**Exercise directions**
Reproduce verbatim all of the data given below, but do not carry over the images.

—————

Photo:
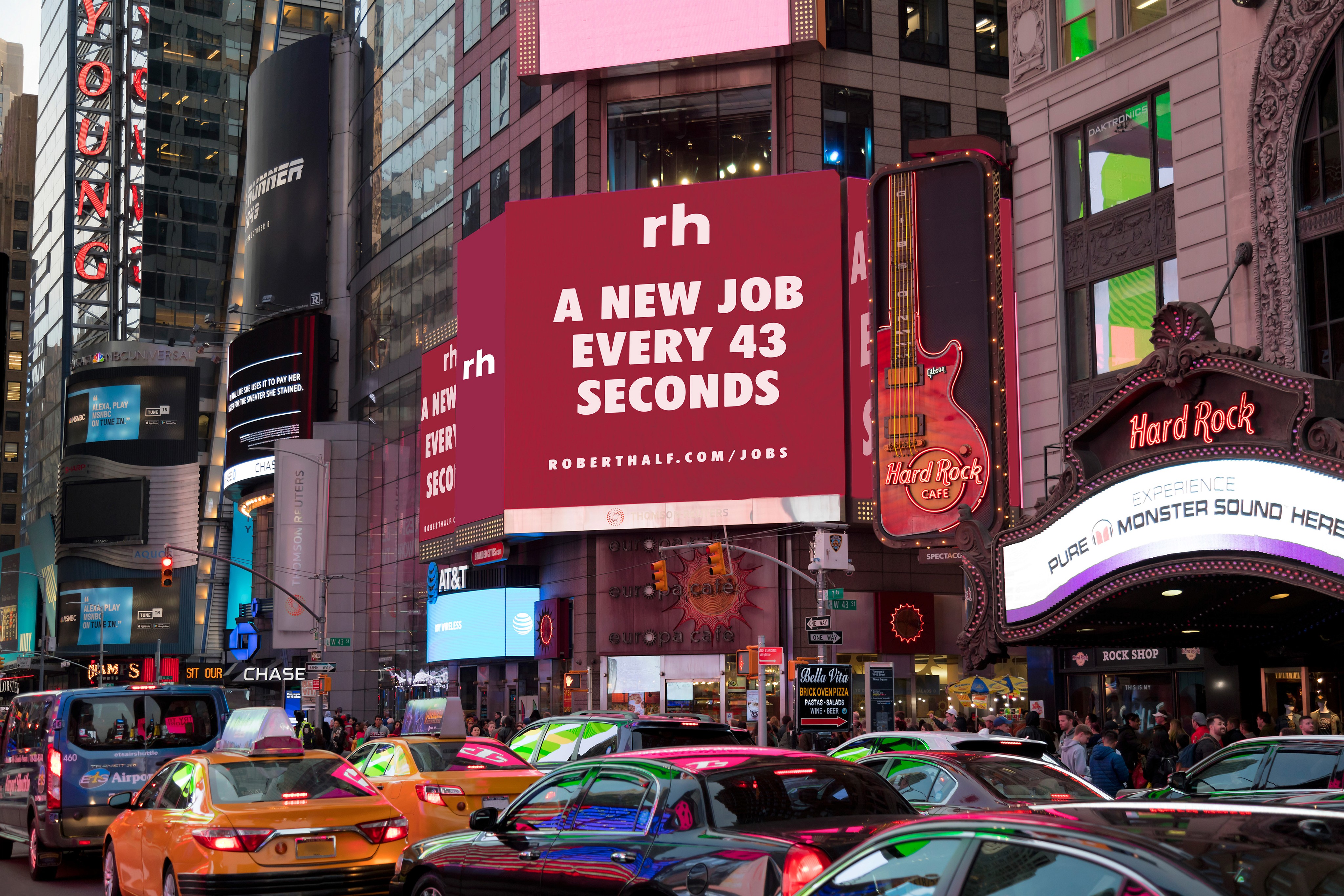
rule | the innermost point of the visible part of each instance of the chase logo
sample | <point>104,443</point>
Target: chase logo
<point>94,778</point>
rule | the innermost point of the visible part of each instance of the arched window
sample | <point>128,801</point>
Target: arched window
<point>1320,184</point>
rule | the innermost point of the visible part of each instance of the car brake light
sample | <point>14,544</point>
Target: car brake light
<point>800,865</point>
<point>386,831</point>
<point>232,840</point>
<point>435,793</point>
<point>53,778</point>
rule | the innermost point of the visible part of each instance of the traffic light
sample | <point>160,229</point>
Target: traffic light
<point>717,565</point>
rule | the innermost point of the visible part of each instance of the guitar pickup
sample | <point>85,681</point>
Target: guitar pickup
<point>904,425</point>
<point>904,377</point>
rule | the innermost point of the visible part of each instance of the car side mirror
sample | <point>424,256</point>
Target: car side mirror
<point>486,820</point>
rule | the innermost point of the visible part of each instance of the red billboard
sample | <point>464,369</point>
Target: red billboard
<point>655,358</point>
<point>439,441</point>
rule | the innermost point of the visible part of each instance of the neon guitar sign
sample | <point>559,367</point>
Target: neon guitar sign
<point>932,456</point>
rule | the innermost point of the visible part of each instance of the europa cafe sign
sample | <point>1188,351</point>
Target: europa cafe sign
<point>108,55</point>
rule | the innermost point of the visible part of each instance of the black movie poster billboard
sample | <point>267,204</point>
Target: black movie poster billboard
<point>285,179</point>
<point>279,375</point>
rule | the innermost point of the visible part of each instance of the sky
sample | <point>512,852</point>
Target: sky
<point>21,22</point>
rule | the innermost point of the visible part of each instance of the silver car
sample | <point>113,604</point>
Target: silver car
<point>867,745</point>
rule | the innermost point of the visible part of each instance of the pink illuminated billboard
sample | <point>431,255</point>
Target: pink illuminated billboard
<point>604,38</point>
<point>655,358</point>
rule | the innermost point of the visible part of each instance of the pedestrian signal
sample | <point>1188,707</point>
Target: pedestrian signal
<point>717,563</point>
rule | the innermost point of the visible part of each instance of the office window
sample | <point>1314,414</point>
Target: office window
<point>499,94</point>
<point>1079,33</point>
<point>991,123</point>
<point>850,25</point>
<point>471,25</point>
<point>527,97</point>
<point>1320,177</point>
<point>1117,158</point>
<point>472,115</point>
<point>472,209</point>
<point>499,190</point>
<point>992,37</point>
<point>1143,12</point>
<point>1111,320</point>
<point>562,158</point>
<point>924,31</point>
<point>921,119</point>
<point>847,131</point>
<point>530,171</point>
<point>689,139</point>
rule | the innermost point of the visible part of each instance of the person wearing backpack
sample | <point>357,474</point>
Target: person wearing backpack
<point>1162,758</point>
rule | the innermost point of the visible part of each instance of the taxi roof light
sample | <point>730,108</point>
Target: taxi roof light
<point>260,731</point>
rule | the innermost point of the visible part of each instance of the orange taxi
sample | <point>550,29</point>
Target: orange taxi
<point>257,815</point>
<point>437,776</point>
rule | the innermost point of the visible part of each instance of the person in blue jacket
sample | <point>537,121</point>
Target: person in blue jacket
<point>1109,772</point>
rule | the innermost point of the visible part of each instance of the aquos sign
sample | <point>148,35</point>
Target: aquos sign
<point>1236,504</point>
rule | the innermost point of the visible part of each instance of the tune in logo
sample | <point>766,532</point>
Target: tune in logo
<point>1101,531</point>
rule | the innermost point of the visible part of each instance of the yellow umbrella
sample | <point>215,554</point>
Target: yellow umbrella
<point>977,684</point>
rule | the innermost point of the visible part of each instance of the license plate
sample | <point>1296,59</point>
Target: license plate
<point>315,847</point>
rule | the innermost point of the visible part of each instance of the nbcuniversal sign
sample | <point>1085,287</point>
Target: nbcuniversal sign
<point>1233,504</point>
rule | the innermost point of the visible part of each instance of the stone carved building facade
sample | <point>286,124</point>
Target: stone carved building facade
<point>1230,91</point>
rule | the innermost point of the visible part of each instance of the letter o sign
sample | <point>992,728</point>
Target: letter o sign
<point>84,78</point>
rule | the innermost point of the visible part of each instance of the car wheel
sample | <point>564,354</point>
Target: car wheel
<point>170,883</point>
<point>35,871</point>
<point>427,886</point>
<point>111,886</point>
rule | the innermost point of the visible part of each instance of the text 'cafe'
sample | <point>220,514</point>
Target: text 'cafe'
<point>1190,557</point>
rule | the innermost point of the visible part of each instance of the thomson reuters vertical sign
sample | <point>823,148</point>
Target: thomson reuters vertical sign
<point>439,441</point>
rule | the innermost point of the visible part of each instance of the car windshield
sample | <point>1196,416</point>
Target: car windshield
<point>272,781</point>
<point>464,756</point>
<point>689,735</point>
<point>1027,781</point>
<point>142,720</point>
<point>787,793</point>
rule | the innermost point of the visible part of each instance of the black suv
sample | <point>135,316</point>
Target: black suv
<point>582,735</point>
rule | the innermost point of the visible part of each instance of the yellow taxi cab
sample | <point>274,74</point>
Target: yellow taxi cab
<point>437,776</point>
<point>259,815</point>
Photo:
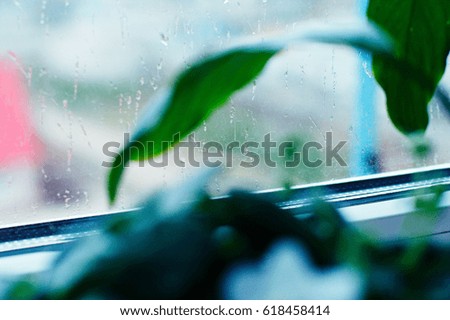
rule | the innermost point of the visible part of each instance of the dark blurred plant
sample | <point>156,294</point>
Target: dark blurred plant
<point>182,245</point>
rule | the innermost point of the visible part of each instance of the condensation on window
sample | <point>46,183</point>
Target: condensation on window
<point>75,75</point>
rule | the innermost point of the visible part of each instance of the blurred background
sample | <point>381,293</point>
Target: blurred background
<point>77,74</point>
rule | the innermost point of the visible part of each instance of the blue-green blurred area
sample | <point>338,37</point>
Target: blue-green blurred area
<point>91,67</point>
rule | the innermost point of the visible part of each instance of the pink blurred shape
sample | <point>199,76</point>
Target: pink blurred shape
<point>18,140</point>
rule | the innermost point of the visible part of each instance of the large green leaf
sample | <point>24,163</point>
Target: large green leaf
<point>421,32</point>
<point>207,84</point>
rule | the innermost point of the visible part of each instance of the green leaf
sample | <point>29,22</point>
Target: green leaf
<point>209,83</point>
<point>421,32</point>
<point>197,92</point>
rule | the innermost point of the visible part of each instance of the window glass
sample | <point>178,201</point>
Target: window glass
<point>76,75</point>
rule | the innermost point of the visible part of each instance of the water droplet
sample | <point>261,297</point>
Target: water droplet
<point>164,39</point>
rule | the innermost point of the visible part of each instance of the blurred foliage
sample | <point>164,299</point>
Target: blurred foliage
<point>174,249</point>
<point>181,243</point>
<point>421,33</point>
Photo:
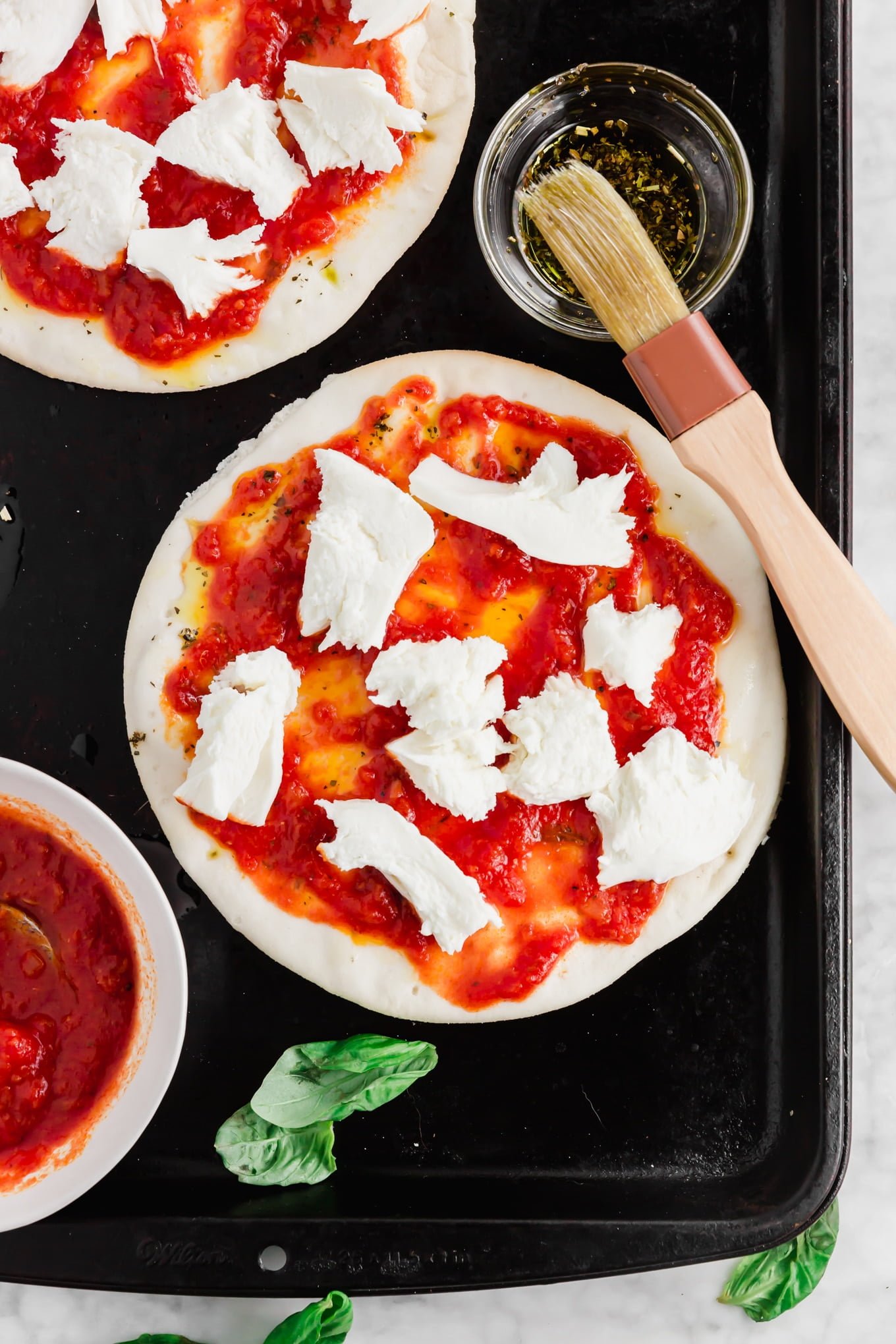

—————

**Exercise solution**
Photo:
rule | the innermost point of the visible part of each instance of the chase logo
sample | <point>104,443</point>
Target: chase logo
<point>94,778</point>
rule | the innermost point of the visible part of each instance of the arched window
sample | <point>128,801</point>
Target: arched window
<point>1320,184</point>
rule | the innermost point of the visible part of each instance of the car brake light
sample | <point>14,544</point>
Target: car brake light
<point>800,865</point>
<point>386,831</point>
<point>232,840</point>
<point>435,793</point>
<point>53,778</point>
rule | the innermost point of the visible part of each instance of the traffic light
sample | <point>160,229</point>
Target: traffic light
<point>717,565</point>
rule | the innermost point of the visible part of each instance of the guitar pickup
sample | <point>85,681</point>
Target: guitar pickup
<point>904,425</point>
<point>904,377</point>
rule | the innermost point of the visible part of each instance of the car side mirror
sample | <point>424,256</point>
Target: car side mirror
<point>486,820</point>
rule | the innermost point of the visible part of each instance of the red billboard
sample | <point>464,369</point>
Target: red billboard
<point>655,358</point>
<point>439,441</point>
rule | the innermost point of the visible part of each instance of the neon guitar sign
sample | <point>559,367</point>
Target: neon guitar sign
<point>932,456</point>
rule | the innermost point of the visible part of each instance of the europa cafe sign
sample | <point>1188,351</point>
Target: europa cafe sign
<point>108,55</point>
rule | the innermost point of the visible part of each instance of the black movie poster billboard
sample | <point>267,204</point>
Target: black movie poster billboard
<point>285,179</point>
<point>279,375</point>
rule | the innermost point of the visible part of each instance of the sky
sample | <point>512,852</point>
Target: sky
<point>21,22</point>
rule | the innermost point of the visible part of each instance of the silver car
sample | <point>113,604</point>
Target: silver car
<point>867,745</point>
rule | the innermost point of the visible part of each instance of the pink illuminated billboard
sample | <point>431,255</point>
Target: pink illuminated billboard
<point>604,38</point>
<point>655,358</point>
rule | the innermost point of the visible part of each instance of the pedestrian signal
sample | <point>1188,707</point>
Target: pedestrian signal
<point>717,563</point>
rule | the innermost point of the visible part of each instance of the office window
sample | <point>1314,414</point>
Target: office window
<point>499,94</point>
<point>1079,33</point>
<point>991,123</point>
<point>850,25</point>
<point>471,25</point>
<point>527,97</point>
<point>1320,177</point>
<point>1117,158</point>
<point>472,115</point>
<point>472,209</point>
<point>499,190</point>
<point>992,37</point>
<point>1143,12</point>
<point>1111,320</point>
<point>562,158</point>
<point>924,31</point>
<point>921,119</point>
<point>847,131</point>
<point>530,171</point>
<point>689,139</point>
rule | the innermost point of the visible part of each instance of the person wearing backpack
sample | <point>357,474</point>
Target: person wearing backpack
<point>1162,758</point>
rule | the innermost point of the visible part of each instance of the taxi roof light
sample | <point>730,108</point>
Target: taxi roof light
<point>260,731</point>
rule | the innermost point of the visible part of each instance of the orange taxi
sample | <point>550,29</point>
Target: orange taxi
<point>257,815</point>
<point>437,776</point>
rule | the innermost point of the visible part of each instance of the person in blue jacket
sample | <point>537,121</point>
Target: person in blue jacket
<point>1109,772</point>
rule | the innermost point of the visible part of each instance of the aquos sign
sample | <point>148,35</point>
Target: aquos sign
<point>1236,504</point>
rule | the innermost point of the visible part of each instance of the tune in logo
sample | <point>766,532</point>
Target: tune in logo
<point>1101,531</point>
rule | the innermost point of the visible part of each instance of the yellow umbrella
sample | <point>215,554</point>
Target: yellow umbrella
<point>977,684</point>
rule | the innermost point of the visible part of each instance of the license plate
sample | <point>1296,59</point>
Target: license plate
<point>315,847</point>
rule | the innermost point of the visible part of each instance of the nbcuniversal sign
sample | <point>1085,287</point>
Target: nbcuniversal sign
<point>1233,504</point>
rule | the innermost point of the visible part of each instance of the stone carved building facade
sample | <point>286,124</point>
Target: stone carved building facade
<point>1230,91</point>
rule | the innermost point of the visible part of each instance of the letter o sign
sample | <point>992,728</point>
Target: letter o sign
<point>84,78</point>
rule | the innermost point of the visible part of each instance of the car wheel
sample | <point>564,354</point>
Target: car wheel
<point>170,883</point>
<point>35,871</point>
<point>427,886</point>
<point>111,886</point>
rule | the innermost point of the visible part of each instance of the text 'cafe'
sample | <point>220,514</point>
Target: text 'cafe'
<point>1190,557</point>
rule | the innermost point of the visible part of each instance of the thomson reuters vertical sign
sample | <point>823,148</point>
Target: thomson reuters vertical sign
<point>439,441</point>
rule | the innermost point of the visible part of each instance of the car windshield
sample | <point>1196,416</point>
Target: car windshield
<point>272,781</point>
<point>464,756</point>
<point>689,735</point>
<point>1027,781</point>
<point>142,720</point>
<point>787,793</point>
rule | the innermost point of the visible part of each instance of the black suv
sample | <point>135,316</point>
Target: black suv
<point>582,735</point>
rule | the innermost point of the visible part of each instance of the yellow taxi cab
sample | <point>274,74</point>
Target: yellow taxi cab
<point>437,776</point>
<point>259,815</point>
Photo:
rule | the innermost point of the visible part of each instance of the dark blurred plant
sample | <point>156,294</point>
Target: dark blurred plant
<point>182,245</point>
rule | the innermost point of the visible part of each instance of the condensation on window
sample | <point>46,183</point>
Target: condensation on window
<point>75,75</point>
rule | the innermost point of the visible part of each instance of the blurred background
sample | <point>381,293</point>
Target: blurred background
<point>77,74</point>
rule | the innermost point of the visible part of each instance of the blue-green blurred area
sample | <point>338,37</point>
Target: blue-green blurred area
<point>91,67</point>
rule | the innermost point of the visible part of each instance of the pink blurred shape
sample | <point>199,76</point>
Target: pink blurred shape
<point>18,140</point>
rule | the innermost point of the visible part of each instance of the large green leaf
sample | <point>24,163</point>
Target: large green leaf
<point>421,32</point>
<point>207,84</point>
rule | the innermost point of the visible part of each instance of the green leaf
sample | <point>29,22</point>
Target: green leaf
<point>209,83</point>
<point>421,32</point>
<point>197,92</point>
rule | the innermost point of the visible part of each instance of the window glass
sample | <point>178,201</point>
Target: window glass
<point>76,75</point>
rule | the innermost point of the visible part of each instance of the water droplet
sample | <point>261,297</point>
Target: water droplet
<point>164,39</point>
rule | the innermost point of the visible part of each instance of the blurred foliage
sample | <point>164,299</point>
Target: blurred foliage
<point>174,249</point>
<point>181,243</point>
<point>421,33</point>
Photo:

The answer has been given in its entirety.